## Задания
**1)** В каком городе судился Медведев в 1893 году, согласно фрагменту о сахалинских палачах?
**2)** Перечислите все части тела Медведева, которые описаны во фрагменте о сахалинских палачах.

## Фрагмент страницы
Окончив срок каторги, Толстых вышел на поселение с деньгами и занялся торговлей. Он барышничает, скупая и перепродавая разное старье.
Его никто не чурается, - напротив, с ним имеют дело охотно.
- Парень-то больно оборотистый!
Когда я познакомился с Толстых, он переживал трудные времена: кому-то надерзил, и его на месяц отдали "в работу"; назначили рассыльным при тюрьме.
- День денской бегаю. В делах упущенье. Хотя бы вы за меня, ваше высокоблагородие, похлопотали! - просил Толстых. - За что же меня в работу? Затруднительно.
- В палачах, небось, легче было?
- В палачах, известно. Там доход.
- Что же, опять бы в палачи хотелось?
- Зачем? Я и торговлишкой хлеб имею. Палач - дело каторжное. А я теперь - поселенец. Так, порю иногда по вольному найму.
- Как "по вольному найму?"
- Палача в прошлом вот году при тюрьме не было. Никто не хотел. А приговоров накопилось, - исполнять надо. Ну, и перепорол 50 человек за три целковых.
- А правду про тебя, Толстых, рассказывают, что ты нанимался за 15 рублей насмерть запороть арестанта Школкина?
Только посмеивается:
- Сакалин, ваше высокоблагородие!
МЕДВЕДЕВ
Палач Корсаковской тюрьмы, Медведев, быть может, самое отвратительное и несчастное существо на Сахалине.
Вся жизнь его - сплошной трепет.
Проходя мимо тюрьмы, вы увидите у ворот приземистого, нескладного арестанта. Руки, как грабли. Большие оттопырившиеся уши торчат, как лопухи. Маленький красненький нос. Лицо - словно морда огромной летучей мыши.
От ворот он не отходит ни шага. Это - Медведев "гуляет". Он все время держится на глазах у часовых и ни за что не отойдет в сторону.
Будто прикованный!
Медведев и в палачи пошел "из страха".
В 1893 году он судился в Екатеринодаре за убийство хозяина постоялого двора, у которого служил в работниках. Убийство с целью грабежа. Хозяин, по словам Медведева, был ему должен и не отдавал денег.
- По подозрению в убийстве! - говорит Медведев.
И этот человек, вызвавшийся быть палачом, вешавший, - упорно отрицает, что он убил хозяина.
- Не мой грех, да и все.
После того, как мы познакомились больше, Медведев объяснил мне, почему он так упорно отрицает свою вину.
- Не в сознании я судился.
- Ну?
- Ну, и положили мне наказание. А скажу, что я, пожалуй, еще наказание прибавят. Мне теперь говорить нельзя.
В палачи Медведев пошел из страха перед каторгой.

## Предоставленный материал
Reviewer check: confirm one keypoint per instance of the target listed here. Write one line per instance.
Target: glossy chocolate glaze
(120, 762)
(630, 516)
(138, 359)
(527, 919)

## Ответы к заданиям
**1)** В Екатеринодаре.

**2)** Руки, уши, нос, лицо.